* Given exercise *
Pull out each line of the records below that contains the word "wearing".

══ Extracted information

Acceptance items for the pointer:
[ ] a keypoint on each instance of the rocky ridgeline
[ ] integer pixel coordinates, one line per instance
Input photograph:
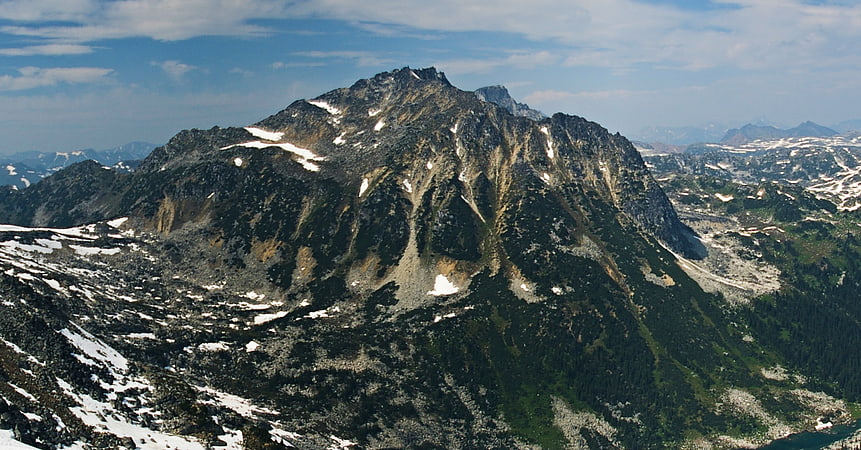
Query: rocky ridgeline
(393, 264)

════
══ Extracted information

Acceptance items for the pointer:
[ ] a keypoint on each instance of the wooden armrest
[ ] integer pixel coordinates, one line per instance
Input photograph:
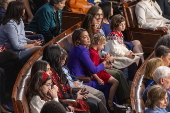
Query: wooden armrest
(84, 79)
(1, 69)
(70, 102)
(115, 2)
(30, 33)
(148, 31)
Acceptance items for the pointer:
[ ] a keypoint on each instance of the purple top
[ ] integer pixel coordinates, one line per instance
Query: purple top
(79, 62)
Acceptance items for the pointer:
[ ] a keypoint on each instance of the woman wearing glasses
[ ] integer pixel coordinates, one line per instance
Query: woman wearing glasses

════

* Solution for this task *
[ ] a keypoint on each instance of the woman wearing glasses
Query: woman wearing glasses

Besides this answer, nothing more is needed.